Set task :: Copy the material from its first line through the line containing "simplified polygon, straight", putting "flower stem" in place of "plant stem" and leaving everything else unchanged.

Material to process ::
----

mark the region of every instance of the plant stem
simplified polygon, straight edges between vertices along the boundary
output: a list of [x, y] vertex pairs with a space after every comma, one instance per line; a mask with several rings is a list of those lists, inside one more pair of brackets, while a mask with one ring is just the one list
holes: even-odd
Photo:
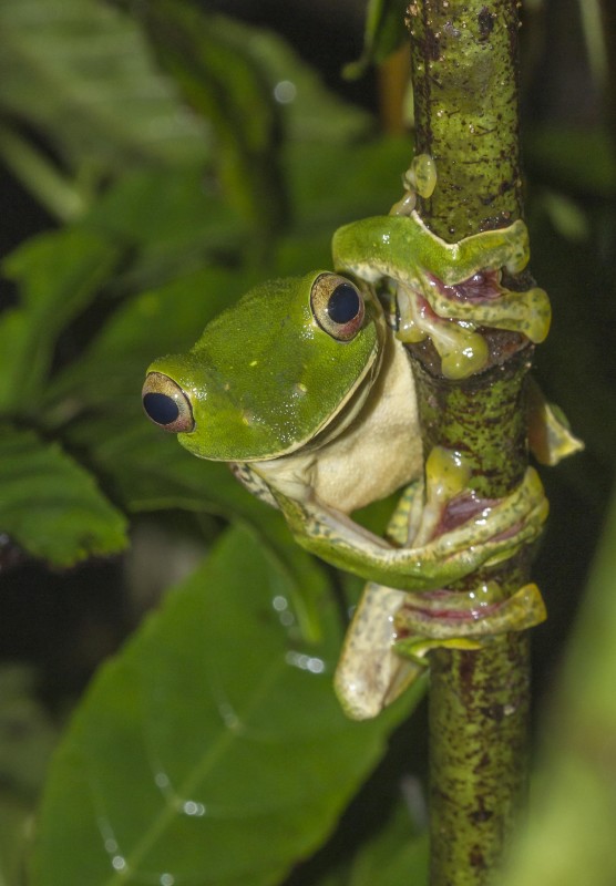
[[[409, 28], [415, 153], [434, 157], [438, 172], [420, 214], [450, 243], [511, 225], [522, 212], [516, 1], [414, 0]], [[491, 331], [489, 344], [487, 369], [463, 382], [443, 379], [430, 342], [413, 346], [412, 359], [425, 450], [462, 451], [473, 488], [496, 498], [526, 467], [532, 349], [507, 332]], [[514, 591], [528, 568], [524, 550], [456, 587], [490, 575]], [[431, 886], [483, 886], [525, 793], [527, 637], [505, 635], [479, 652], [438, 650], [431, 673]]]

----

Task result ::
mark the region of every instance of the flower stem
simplified polygon, straight edges between vertices along the boundary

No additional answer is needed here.